▸ **Objectives**
[1] Based on the thread on using an external editor in Kontakt, decide whether each statement agrees with it: (a) polypx finds SoundForge Mac faster than Peak; (b) wst3 thinks Sound Forge is probably the faster of the two editors for the kind of editing Mike Greene describes; (c) Mike Greene upgraded Peak when he should have. Answer yes or no for each, and quote the deciding words.
[2] Return everything from "might be a little" down to "Batzdorf (Dec 21, 2014)" in the thread on using an external editor in Kontakt, word for word.
==== Extract to read
# Using an External Editor in Kontakt



## Mike Greene (Dec 20, 2014)

I do all my initial sample editing in ProTools, then I drag them into Kontakt. But sometimes I find that one or two of the samples have minor errors. Maybe there's a click I can fix with a pencil tool, or maybe the volume curve could use re-drawing, or whatever.

That little "External Editor" button seems perfect for these minor little fixes. Click the "Ext Editor" button, edit the sample in whatever audio app, then save it, and the old sample is replaced with the fixed one. Sounds good to me!

But unless I'm mistaken, ProTools wouldn't be the best option for this, because when I hit "Save" in ProTools, it saves the _session_, but not a tweaked version of the audio file. I could go through a few extra steps and save the audio file to the same name, but it seems a bit cumbersome.

So what do you guys (who are on Macs) use as an external editor? Ideally I'd like to use an app that when I hit the "Ext. Editor" button, then the sample loads in my editing app, I do a tweak or two, then hit "Save," which replaces the old sample file with the new fixed one. (Keeping the same name.)


----------



## polypx (Dec 20, 2014)

I still use Peak as my Ext Editor for Kontakt, although it's been discontinued for some time now v7 is still working fine here. 

I also occasionally use SoundForge Mac, but it's seriously bloat-ware and incredibly slow compared to Peak. It 'does' handle multi-channel WAVs tho, which is rare on Mac.


Edit PS I just discovered Stefano Daino's DSP Quattro is still rolling along. I used this software a long time ago and it was solid... I'd definitely try it again if my current system stopped working: http://www.dsp-quattro.com


----------



## wst3 (Dec 21, 2014)

might be a little bit of overkill, but I really like Wavelab and Sound Forge, both of which are cross platform, both of which will do exactly what you want in terms of saving the file with the proper name, and they are both really good audio editors. There are lite versions of each one to help you get started.

For the kind of editing you are talking about I think Sound Forge is probably faster, but they will both do the job.


----------



## Nick Batzdorf (Dec 21, 2014)

Mike, I'd just render it through an AudioSuite plug-in set to do nothing, for example the Gain plug-in set to 0 gain.


----------



## Mike Greene (Dec 22, 2014)

Thanks guys! 8) 

I had Peak, but I stupidly didn't upgrade when I should have, so that's a goner for me. I've picked up DSP-Quatro and will give that a try. Lean and mean is what I'm looking for, so hopefully that does the trick. If not, I'll give Soundforge or WaveLab a go.

Nick, you're right, but that's still a couple steps more than I'd like to do. (I actually use a different method, though: I Option-Shift-3 to "consolidate" the region, then rename it back to the original.) My hope is that with DSP-Quattro, it's just a matter of editing, then hitting Apple-S to save. It only saves a step or two, but after so many months of editing and tweaking these damn libraries, every mouse click I can eliminate is well worth it.


----------



## Nick Batzdorf (Dec 22, 2014)

Okay...but if you leave the AudioSuite plug-in open, you hit one button, no? Well, two - you have to highlight the region first.


----------



## ScoringFilm (Dec 23, 2014)

Mike, you can still update and authorise Peak here:

http://www.bias-inc.com/downloads/updates/


----------
========
==== Dataset extract
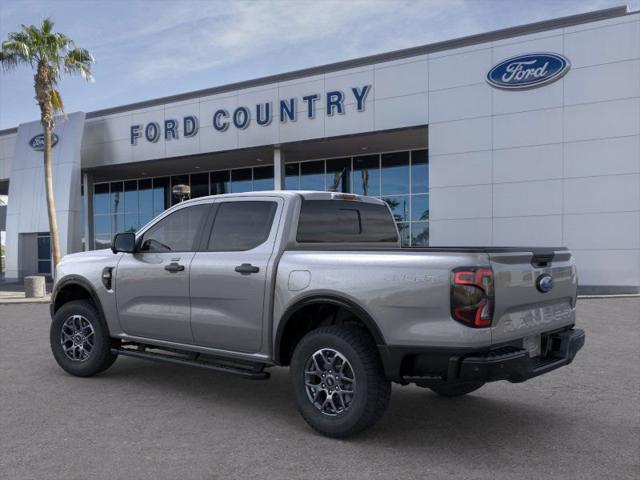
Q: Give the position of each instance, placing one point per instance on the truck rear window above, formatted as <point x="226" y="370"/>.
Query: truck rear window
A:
<point x="343" y="221"/>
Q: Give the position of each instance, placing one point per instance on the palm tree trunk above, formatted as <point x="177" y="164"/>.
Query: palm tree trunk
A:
<point x="51" y="202"/>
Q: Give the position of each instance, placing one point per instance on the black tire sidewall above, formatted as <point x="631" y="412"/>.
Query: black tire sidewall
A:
<point x="342" y="424"/>
<point x="101" y="356"/>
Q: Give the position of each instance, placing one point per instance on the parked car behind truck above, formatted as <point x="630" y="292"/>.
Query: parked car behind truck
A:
<point x="316" y="281"/>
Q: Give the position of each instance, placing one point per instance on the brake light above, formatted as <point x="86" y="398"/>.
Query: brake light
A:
<point x="344" y="196"/>
<point x="472" y="296"/>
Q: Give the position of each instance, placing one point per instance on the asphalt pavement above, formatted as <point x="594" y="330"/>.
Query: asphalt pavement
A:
<point x="143" y="420"/>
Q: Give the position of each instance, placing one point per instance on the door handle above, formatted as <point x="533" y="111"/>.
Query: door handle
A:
<point x="247" y="269"/>
<point x="174" y="267"/>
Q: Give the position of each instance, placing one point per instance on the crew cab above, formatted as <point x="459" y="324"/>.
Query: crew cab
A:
<point x="316" y="281"/>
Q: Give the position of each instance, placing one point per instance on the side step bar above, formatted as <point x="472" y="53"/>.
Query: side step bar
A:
<point x="252" y="372"/>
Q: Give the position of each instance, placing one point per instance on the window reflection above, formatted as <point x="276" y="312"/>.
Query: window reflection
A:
<point x="161" y="195"/>
<point x="220" y="182"/>
<point x="292" y="176"/>
<point x="145" y="196"/>
<point x="177" y="180"/>
<point x="312" y="175"/>
<point x="420" y="234"/>
<point x="101" y="198"/>
<point x="338" y="175"/>
<point x="241" y="180"/>
<point x="395" y="173"/>
<point x="404" y="177"/>
<point x="263" y="178"/>
<point x="117" y="198"/>
<point x="399" y="206"/>
<point x="131" y="203"/>
<point x="419" y="171"/>
<point x="405" y="239"/>
<point x="366" y="175"/>
<point x="199" y="185"/>
<point x="419" y="207"/>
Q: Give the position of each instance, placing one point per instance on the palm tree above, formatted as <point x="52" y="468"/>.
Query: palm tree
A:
<point x="50" y="54"/>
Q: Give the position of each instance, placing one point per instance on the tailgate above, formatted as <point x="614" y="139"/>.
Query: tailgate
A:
<point x="522" y="306"/>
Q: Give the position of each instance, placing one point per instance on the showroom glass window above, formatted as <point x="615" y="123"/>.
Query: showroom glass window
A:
<point x="399" y="178"/>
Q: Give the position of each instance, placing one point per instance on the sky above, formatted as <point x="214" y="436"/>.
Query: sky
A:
<point x="150" y="49"/>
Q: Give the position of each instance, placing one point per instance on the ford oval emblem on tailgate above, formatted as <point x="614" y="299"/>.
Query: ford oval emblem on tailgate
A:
<point x="544" y="283"/>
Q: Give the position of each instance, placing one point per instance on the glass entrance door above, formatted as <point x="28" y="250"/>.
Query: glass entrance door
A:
<point x="44" y="253"/>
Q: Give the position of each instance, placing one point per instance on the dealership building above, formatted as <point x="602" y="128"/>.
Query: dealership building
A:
<point x="524" y="136"/>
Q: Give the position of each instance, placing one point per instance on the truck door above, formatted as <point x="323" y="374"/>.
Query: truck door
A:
<point x="229" y="274"/>
<point x="152" y="285"/>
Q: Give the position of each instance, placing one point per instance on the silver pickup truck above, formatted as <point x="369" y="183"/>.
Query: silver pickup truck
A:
<point x="316" y="281"/>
========
▸ **Solutions below**
[1]
(a) No: "it's seriously bloat-ware and incredibly slow compared to Peak."
(b) Yes: "For the kind of editing you are talking about I think Sound Forge is probably faster"
(c) No: "I stupidly didn't upgrade when I should have"

[2]
might be a little bit of overkill, but I really like Wavelab and Sound Forge, both of which are cross platform, both of which will do exactly what you want in terms of saving the file with the proper name, and they are both really good audio editors. There are lite versions of each one to help you get started.

For the kind of editing you are talking about I think Sound Forge is probably faster, but they will both do the job.


----------



## Nick Batzdorf (Dec 21, 2014)